INFORMATION SHOWN section start

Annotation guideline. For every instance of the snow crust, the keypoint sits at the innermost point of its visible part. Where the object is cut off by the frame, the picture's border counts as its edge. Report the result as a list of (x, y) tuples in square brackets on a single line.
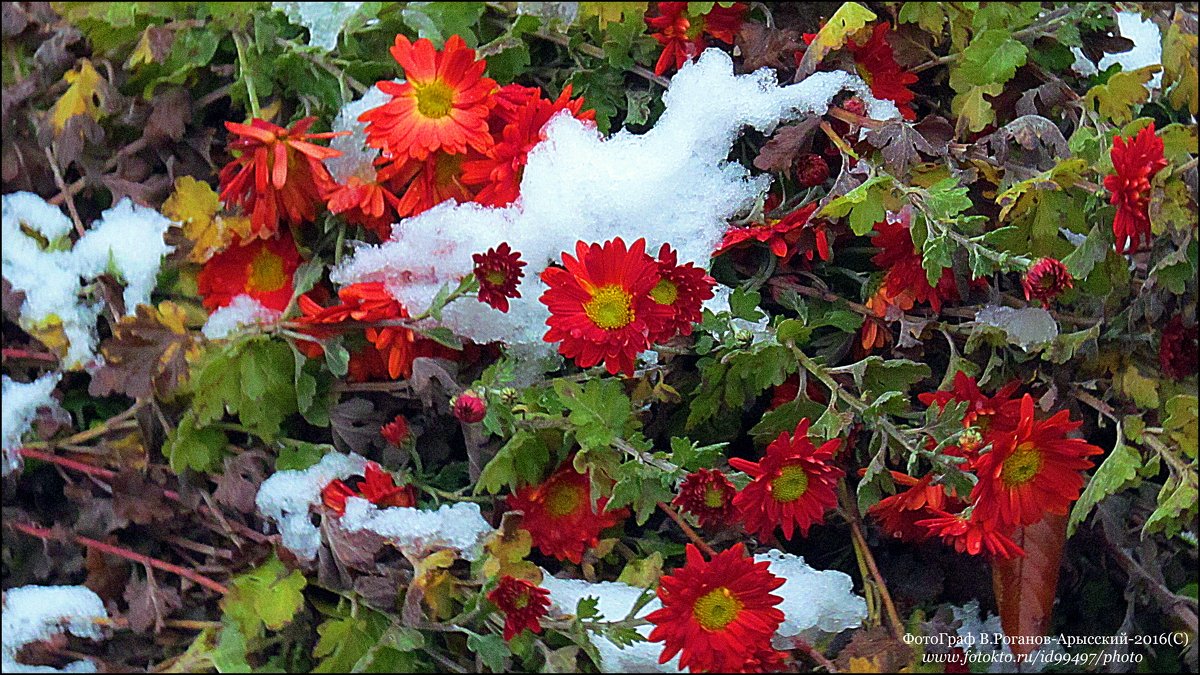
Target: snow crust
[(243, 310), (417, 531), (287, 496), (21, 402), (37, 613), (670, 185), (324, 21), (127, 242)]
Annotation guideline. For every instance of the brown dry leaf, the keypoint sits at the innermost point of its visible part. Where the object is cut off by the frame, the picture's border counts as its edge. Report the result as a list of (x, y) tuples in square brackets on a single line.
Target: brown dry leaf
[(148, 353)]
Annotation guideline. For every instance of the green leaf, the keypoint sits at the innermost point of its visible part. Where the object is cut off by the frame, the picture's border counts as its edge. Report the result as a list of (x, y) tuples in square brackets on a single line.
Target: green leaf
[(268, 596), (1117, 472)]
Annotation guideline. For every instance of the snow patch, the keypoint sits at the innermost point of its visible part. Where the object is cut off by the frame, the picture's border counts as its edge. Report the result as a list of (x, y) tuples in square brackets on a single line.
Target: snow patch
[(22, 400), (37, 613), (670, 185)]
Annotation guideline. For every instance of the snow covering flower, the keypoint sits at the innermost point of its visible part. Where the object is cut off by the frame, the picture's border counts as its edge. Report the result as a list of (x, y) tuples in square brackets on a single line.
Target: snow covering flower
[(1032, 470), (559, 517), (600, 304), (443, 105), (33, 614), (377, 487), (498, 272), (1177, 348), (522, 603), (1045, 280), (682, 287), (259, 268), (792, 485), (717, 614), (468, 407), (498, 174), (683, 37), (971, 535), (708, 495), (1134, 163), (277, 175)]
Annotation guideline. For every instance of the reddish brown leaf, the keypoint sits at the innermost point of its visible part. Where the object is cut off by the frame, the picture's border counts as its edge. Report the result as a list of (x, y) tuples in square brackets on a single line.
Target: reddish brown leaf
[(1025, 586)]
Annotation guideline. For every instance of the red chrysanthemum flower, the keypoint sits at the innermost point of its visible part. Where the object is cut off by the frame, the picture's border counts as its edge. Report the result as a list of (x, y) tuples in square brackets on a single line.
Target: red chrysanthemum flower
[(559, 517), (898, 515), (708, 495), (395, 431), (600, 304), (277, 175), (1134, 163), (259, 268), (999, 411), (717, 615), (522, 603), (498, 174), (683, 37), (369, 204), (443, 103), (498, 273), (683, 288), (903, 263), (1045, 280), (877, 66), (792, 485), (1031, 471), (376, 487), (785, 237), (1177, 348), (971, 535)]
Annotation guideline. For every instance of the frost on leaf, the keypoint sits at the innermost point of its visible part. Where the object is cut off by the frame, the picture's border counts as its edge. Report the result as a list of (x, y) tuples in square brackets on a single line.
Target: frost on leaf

INFORMATION SHOWN section end

ASSIGNED TASK -> Copy the lines above that hold the word "frost".

TASK ANSWER ->
Annotation guideline. For every instance of the frost on leaf, the keypoint sits at the innermost point of its visible part. Where the object is cut off by the frame, the picture's border counts as its edge. Report the result as a list of (x, y) tuples in square brackets on a single line.
Target: frost on leaf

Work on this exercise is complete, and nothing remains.